[START Page]
Despite the efforts of avid players, The Dude, and assorted poets, bowling in America still ends up with a broadly dorky reputation. Nonetheless, it’s one of the most popular and enduring games in American history, for good reason: you can play indoors when the weather’s lousy, it’s inherently social, and even if you’re not all that good at it, you can still have a good time (thank you, inflatable bumpers).
What may surprise you about bowling is that it’s been a vehicle for social change and equality movements throughout American history, both in the fight against racism in sport and in the arena of women’s rights.
From the late nineteenth century, the Midwest was a hotbed of bowling culture, with Milwaukee, Wisconsin, at its historic and modern center—for a few reasons. In addition to being inexpensive entertainment, with a low bar to entry, bowling was familiar to and popular with European immigrant groups, particularly Wisconsin’s German community. The popularity of bowling in Europe is why, for example, New York’s oldest park is named for the “bowling green” established there by Dutch settlers. Matthew Buchinger, the seventeenth-century “Little Man of Nuremberg” (he stood only twenty-nine inches tall) was renowned for his bowling skill, as was shown in a 1710 etching highlighting his accomplishments. Many historians suspect the 1830 invention of the lawn mower made a lot of games (tennis, bowling, golf, croquet, you name it) broadly viable. But in moving from an elite lawn culture into the American Midwest, the game was better served by an indoor alley during cold, wet months. Bowling also partnered with tavern culture; bowler and writer Doug Schmidt notes that the typical alley owner “was essentially a saloon keeper. The breweries also owned a lot of the taverns that had bowling alleys attached to them.”
[END Page]
[START Dataset excerpt]
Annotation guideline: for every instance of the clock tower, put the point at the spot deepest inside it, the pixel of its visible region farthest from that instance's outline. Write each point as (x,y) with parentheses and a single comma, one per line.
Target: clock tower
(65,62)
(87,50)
[END Dataset excerpt]
Prompt 1
Answer these from the bowling text:
(a) Which city does the bowling text place at the center of Midwest bowling culture?
(b) How tall did Matthew Buchinger stand?
(c) In what year was the lawn mower invented?
Prompt 2
Reproduce the bowling text word for word, starting with "Despite the efforts" and going on through "of women’s rights.".

Worked answer 1
(a) Milwaukee, Wisconsin
(b) Twenty-nine inches
(c) 1830

Worked answer 2
Despite the efforts of avid players, The Dude, and assorted poets, bowling in America still ends up with a broadly dorky reputation. Nonetheless, it’s one of the most popular and enduring games in American history, for good reason: you can play indoors when the weather’s lousy, it’s inherently social, and even if you’re not all that good at it, you can still have a good time (thank you, inflatable bumpers).
What may surprise you about bowling is that it’s been a vehicle for social change and equality movements throughout American history, both in the fight against racism in sport and in the arena of women’s rights.